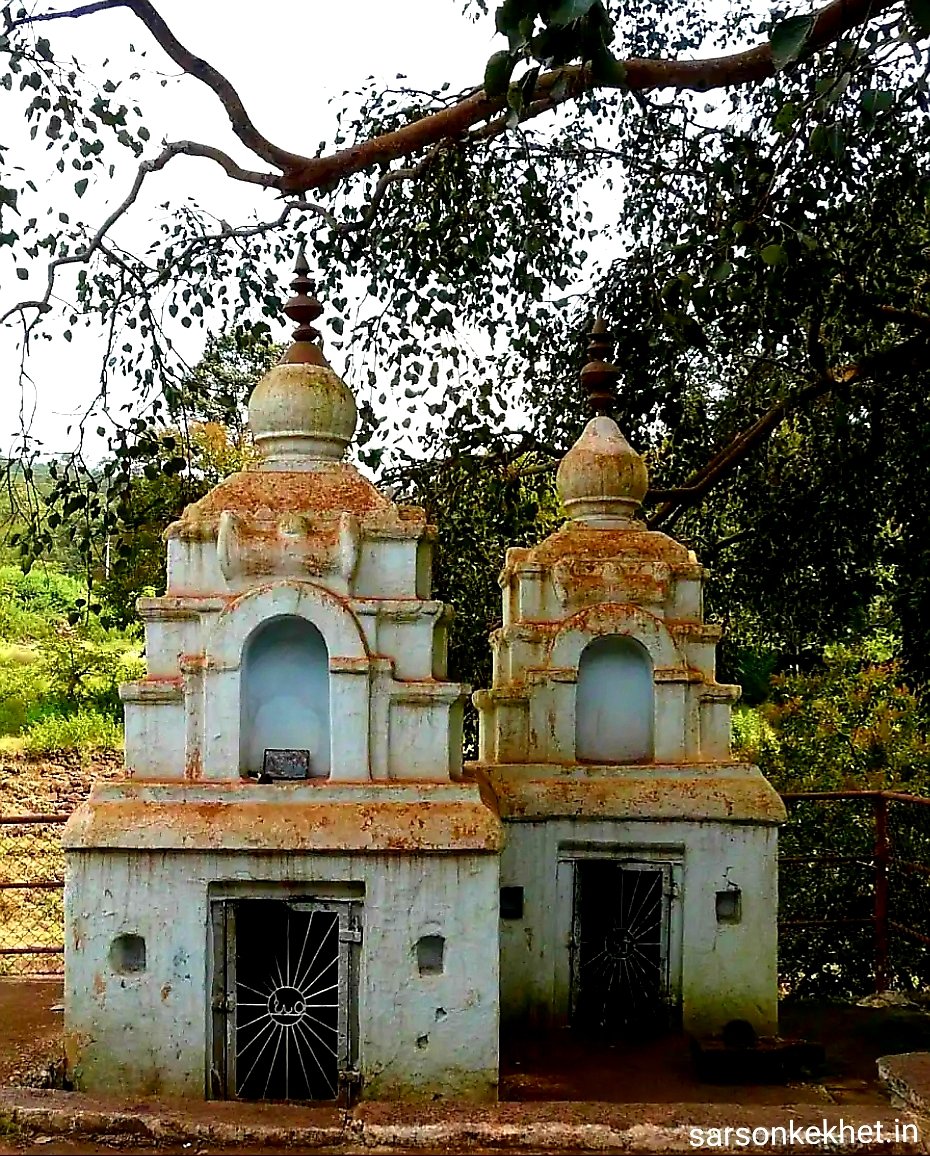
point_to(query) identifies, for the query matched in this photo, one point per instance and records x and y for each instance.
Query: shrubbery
(60, 667)
(853, 724)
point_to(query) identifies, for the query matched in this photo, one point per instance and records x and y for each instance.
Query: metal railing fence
(31, 894)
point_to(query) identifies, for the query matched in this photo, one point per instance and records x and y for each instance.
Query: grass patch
(86, 731)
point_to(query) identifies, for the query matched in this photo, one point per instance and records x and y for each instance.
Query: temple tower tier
(293, 893)
(639, 874)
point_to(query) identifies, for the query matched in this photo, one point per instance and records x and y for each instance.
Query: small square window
(511, 903)
(729, 905)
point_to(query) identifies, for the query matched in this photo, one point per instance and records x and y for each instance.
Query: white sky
(286, 58)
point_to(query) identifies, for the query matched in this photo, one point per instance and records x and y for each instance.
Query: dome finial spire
(602, 480)
(599, 375)
(303, 309)
(302, 414)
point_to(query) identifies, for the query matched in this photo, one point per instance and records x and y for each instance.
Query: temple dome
(302, 415)
(602, 480)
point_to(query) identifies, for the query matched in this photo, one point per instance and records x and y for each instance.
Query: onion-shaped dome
(602, 479)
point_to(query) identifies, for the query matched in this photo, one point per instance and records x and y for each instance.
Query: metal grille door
(287, 999)
(620, 946)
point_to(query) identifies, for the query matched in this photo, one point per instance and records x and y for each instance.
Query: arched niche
(614, 703)
(285, 694)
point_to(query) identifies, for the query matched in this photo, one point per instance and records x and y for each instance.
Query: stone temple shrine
(297, 891)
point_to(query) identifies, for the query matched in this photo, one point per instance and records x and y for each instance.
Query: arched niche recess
(285, 695)
(614, 704)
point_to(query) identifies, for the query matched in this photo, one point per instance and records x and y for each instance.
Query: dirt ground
(558, 1068)
(41, 785)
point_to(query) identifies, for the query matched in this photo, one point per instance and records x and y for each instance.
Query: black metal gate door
(620, 947)
(282, 1022)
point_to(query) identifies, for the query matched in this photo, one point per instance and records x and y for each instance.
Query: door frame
(666, 859)
(221, 961)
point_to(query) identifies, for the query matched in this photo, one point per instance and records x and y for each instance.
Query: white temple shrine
(293, 894)
(639, 873)
(297, 891)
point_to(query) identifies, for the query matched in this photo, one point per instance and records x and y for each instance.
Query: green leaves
(920, 13)
(774, 254)
(497, 73)
(570, 9)
(788, 41)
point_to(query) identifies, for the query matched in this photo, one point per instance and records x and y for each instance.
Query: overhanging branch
(676, 502)
(300, 173)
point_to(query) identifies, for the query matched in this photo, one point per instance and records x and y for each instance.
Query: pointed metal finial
(599, 375)
(303, 309)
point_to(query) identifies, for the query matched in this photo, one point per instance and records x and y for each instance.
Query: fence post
(880, 913)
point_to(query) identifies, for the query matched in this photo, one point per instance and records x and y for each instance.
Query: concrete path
(51, 1117)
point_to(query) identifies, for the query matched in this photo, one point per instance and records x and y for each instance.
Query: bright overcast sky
(286, 58)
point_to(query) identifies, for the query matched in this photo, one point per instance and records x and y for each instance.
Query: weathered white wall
(147, 1032)
(728, 971)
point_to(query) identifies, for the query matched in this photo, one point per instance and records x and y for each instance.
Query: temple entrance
(283, 999)
(620, 947)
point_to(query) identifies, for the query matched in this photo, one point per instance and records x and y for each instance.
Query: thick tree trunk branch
(301, 173)
(722, 464)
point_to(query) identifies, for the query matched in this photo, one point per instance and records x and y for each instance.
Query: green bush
(853, 724)
(53, 668)
(29, 601)
(23, 686)
(86, 731)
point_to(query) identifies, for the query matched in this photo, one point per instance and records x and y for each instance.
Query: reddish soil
(39, 785)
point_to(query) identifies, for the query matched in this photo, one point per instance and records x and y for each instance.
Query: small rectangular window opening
(511, 903)
(729, 905)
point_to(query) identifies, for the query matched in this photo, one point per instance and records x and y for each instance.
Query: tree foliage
(751, 222)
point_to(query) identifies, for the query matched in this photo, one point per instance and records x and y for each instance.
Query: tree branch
(701, 481)
(301, 173)
(170, 150)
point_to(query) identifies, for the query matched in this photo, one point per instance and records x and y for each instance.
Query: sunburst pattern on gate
(287, 1019)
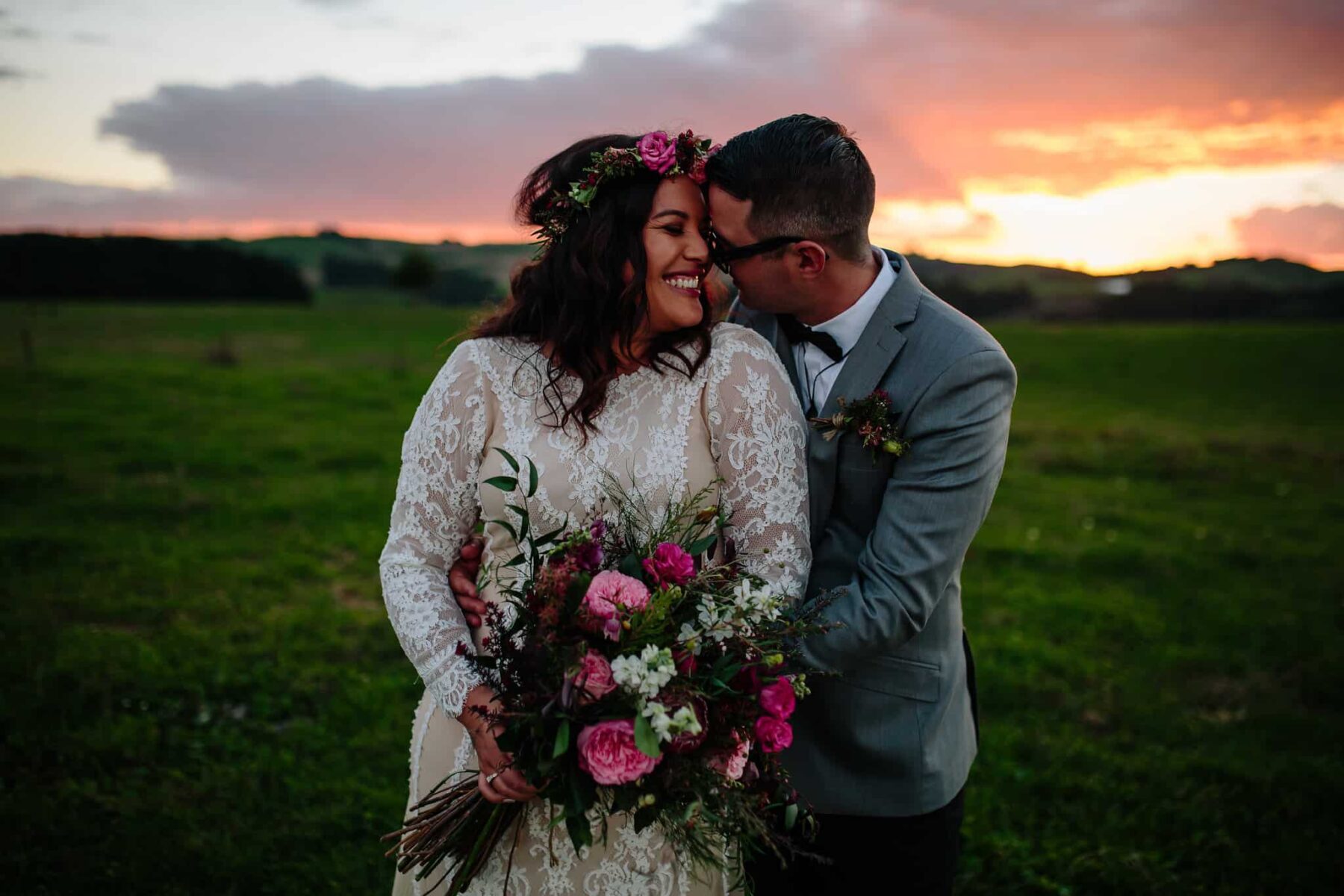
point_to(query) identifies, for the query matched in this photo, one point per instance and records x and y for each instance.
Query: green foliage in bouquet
(644, 672)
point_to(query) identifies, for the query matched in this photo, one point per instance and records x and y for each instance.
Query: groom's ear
(809, 258)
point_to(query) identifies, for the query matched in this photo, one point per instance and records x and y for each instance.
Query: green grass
(205, 695)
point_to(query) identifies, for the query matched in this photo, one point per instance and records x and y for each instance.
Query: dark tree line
(140, 267)
(417, 272)
(1162, 301)
(1147, 301)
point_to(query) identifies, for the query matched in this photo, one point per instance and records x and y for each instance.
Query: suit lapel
(785, 349)
(863, 368)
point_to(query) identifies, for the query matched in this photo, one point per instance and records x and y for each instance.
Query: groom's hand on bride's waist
(461, 579)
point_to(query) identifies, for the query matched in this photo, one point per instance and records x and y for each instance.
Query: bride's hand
(497, 782)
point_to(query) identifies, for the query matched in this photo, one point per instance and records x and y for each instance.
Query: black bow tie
(797, 332)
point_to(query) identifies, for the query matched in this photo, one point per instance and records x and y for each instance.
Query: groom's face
(762, 281)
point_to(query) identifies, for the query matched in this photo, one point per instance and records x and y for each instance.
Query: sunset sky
(1105, 136)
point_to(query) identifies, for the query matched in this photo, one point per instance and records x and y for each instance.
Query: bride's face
(676, 254)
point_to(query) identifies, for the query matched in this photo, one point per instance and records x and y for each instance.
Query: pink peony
(608, 753)
(732, 765)
(594, 676)
(779, 699)
(658, 151)
(773, 734)
(611, 591)
(670, 564)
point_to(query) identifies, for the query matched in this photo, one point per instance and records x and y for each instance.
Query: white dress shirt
(816, 371)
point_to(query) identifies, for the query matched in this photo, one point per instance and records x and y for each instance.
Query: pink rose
(670, 564)
(732, 765)
(658, 151)
(608, 753)
(612, 591)
(773, 734)
(594, 676)
(779, 699)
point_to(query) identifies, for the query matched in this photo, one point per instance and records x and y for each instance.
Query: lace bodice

- - - -

### Brief
Retype all entries exactly as they appear, dropping the images.

### Solution to the exercise
point_to(query) identifies, for the query matched in this photo, one point per instance and records x and y for each instance.
Query: shrubbery
(60, 667)
(853, 724)
point_to(query) identifies, for the query matched in this photo, one point per instance and records x and y for each instance.
Query: metal railing fence
(31, 894)
point_to(query) identifies, for the query matched in this photo, one point per instance and records x and y for each instance.
Query: grass patch
(86, 731)
point_to(query) identifies, for the query matched in this photo, one point per instance and records x and y for each instance.
Query: temple tower tier
(293, 893)
(639, 874)
point_to(query) identifies, for the query matched in this photo, one point per instance and records x and y for each instance.
Query: small square window
(511, 903)
(729, 905)
point_to(query) identifies, for the query matched in this photo, one point per instance and records x and y for each instance.
Query: white sky
(286, 58)
point_to(query) identifies, for the query matched in this photo, one point per instance and records x and y for each instance.
Query: dome finial spire
(602, 480)
(599, 375)
(303, 309)
(302, 414)
point_to(query) identifies, for the query matched in this photo, one point per instance and records x and y for each instance.
Query: temple dome
(302, 415)
(602, 480)
point_to(query) identifies, for the query matched in this photo, one point per instance and records x and y for each instance.
Query: onion-shaped dome
(602, 479)
point_to(query) identifies, for the query matched in this photo, one point per instance and records x and y for each instance.
Query: metal grille door
(287, 999)
(620, 946)
point_to(query) identifies, for the query matched in this photo, one point per instance and records x and y for each instance.
Query: arched niche
(614, 703)
(285, 694)
point_to(query) identifies, for the query matched in this photo, one point per instance and records x and y for each instance.
Query: stone temple shrine
(297, 891)
point_to(query) identifies, for the query matched in this photo, one point per instance and records x and y for each instance.
Query: arched niche recess
(285, 695)
(614, 704)
point_to(query) identifies, for the query matched in this photo, one point per instance and records x and y for each instance.
Query: dirt ground
(558, 1068)
(41, 785)
point_to(query) identifies, for the query matched in this photo, one point per instance and records x and y for each instance.
Query: black metal gate door
(620, 947)
(282, 1022)
point_to(query) identifies, for the query matched in this photo, one point per instance and records x and y for each instance.
Query: door frame
(666, 859)
(221, 961)
point_to(query) identifies, for the query matched in this photo, one point per instance and records x and y for each instance.
Query: white temple shrine
(293, 894)
(639, 873)
(297, 891)
point_to(query) identifies, for the query matched in this photo, one point per instance and records x and y for each instance.
Query: green leaves
(920, 13)
(774, 254)
(497, 73)
(570, 9)
(788, 41)
point_to(query) identifies, for the query matched in this photo, one point per instance and records x and y for each instance.
Query: overhanging branch
(676, 502)
(300, 173)
point_to(query) identifies, for the query matched in this photo, one point per instance and records x and y for each instance.
Query: pointed metal finial
(599, 375)
(303, 309)
point_to(query) identifies, for the query matched in this photo, one point per instance and records x and y for each instance.
Query: fence post
(880, 913)
point_to(query) identifies, for the query matched in this photo, one point per instance and records x and y for each instance.
Query: concrete path
(51, 1117)
point_to(query) identifies, for the query matched in this photo, one point per instance and records x and y for each instance.
Query: bright overcast sky
(286, 58)
point_to(query) identifies, for the query matched in this photo, one point per instance and records x and y for each instance.
Query: weathered white wall
(147, 1032)
(728, 971)
point_to(query) identifies, for the query matched in this photo, one point per instance and records x and y for each instance.
Query: temple entrance
(283, 999)
(620, 947)
point_to(query) identifies, for the query matched in this photo, one point per instance and records x and y for each instance.
Query: thick tree trunk branch
(301, 173)
(722, 464)
point_to(query) identifies, for the query matched in this photo, one point per instance and records x and y for each instance.
Query: green bush
(853, 724)
(53, 668)
(29, 601)
(23, 686)
(86, 731)
point_to(query) identifies, for the query matched in this photo, one point per instance and records x and y for each instance.
Query: reddish soil
(39, 785)
point_to(query) identifies, for the query matched in this photo, one point per instance and records x and y for each instance.
Query: small rectangular window opening
(511, 903)
(729, 905)
point_to(query) identifies, for the query matched in this photo, one point per instance and records x and y for each instance.
Query: tree foliage
(751, 222)
point_to(query) identifies, for the query matched in this photo, one point per instance and records x and y for each instance.
Query: tree branch
(701, 481)
(301, 173)
(170, 150)
point_to(query) identifies, for the query matched in this photo, one point per instance and records x and y for each instance.
Query: sunburst pattern on gate
(287, 1019)
point_to(query) identifies, for the query matched in this photo, one point per instance and records x and y for each instance.
Query: green foliage in bouquet
(644, 672)
point_to(query) identifies, for the query matched in this photo, one point per instance and records x and y for each instance.
Query: groom's ear
(809, 258)
point_to(query) identifies, for the query matched in this photo, one point per instance and records x and y for each instance.
Query: green grass
(205, 695)
point_to(query) identifies, for the query matched in this photo, one point per instance and records x and y for each instance.
Query: dark tree line
(140, 267)
(417, 272)
(1162, 301)
(1147, 301)
point_to(query) identifies, for the query matched in this photo, one point per instance and records x and y for each instance.
Query: suit lapel
(785, 349)
(863, 368)
point_to(query) identifies, for the query matched in this photo, one point per instance and records x and y for each instance.
Query: groom's hand on bride's waist
(461, 579)
point_to(query) identifies, for the query matched in this photo, one point per instance and records x and y for each instance.
Query: bride's hand
(497, 782)
point_to(query) identifies, for the query matched in this photo, one point per instance and records x and y for each instance.
Query: black bow tie
(797, 332)
point_to(query) identifies, for the query matched in this photo, one point per instance and records x and y for each instance.
Query: groom's face
(762, 281)
point_to(query) identifies, for the query matched in this photo, one point per instance and records x and y for each instance.
Query: sunset sky
(1105, 136)
point_to(query) identifies, for the query matched in this photo, one point per instance and records x and y for each instance.
Query: bride's face
(676, 254)
point_to(query) identifies, for the query matched in this photo, one point per instance and records x and y for each instance.
Query: pink peony
(608, 753)
(732, 765)
(594, 676)
(779, 699)
(658, 151)
(773, 734)
(611, 591)
(670, 564)
point_to(query) identifies, for the query matched in this photo, one point per instance and records x and y for each instance.
Query: white dress shirt
(816, 371)
point_to(query) identifies, for the query matched in this photo, one point per instance and records x and y for each instance.
Query: pink rose
(670, 564)
(732, 765)
(658, 151)
(608, 753)
(612, 591)
(773, 734)
(594, 676)
(779, 699)
point_to(query) identifies, for the query matched in this photo, one point per instance and records x and y for each instance.
Query: lace bodice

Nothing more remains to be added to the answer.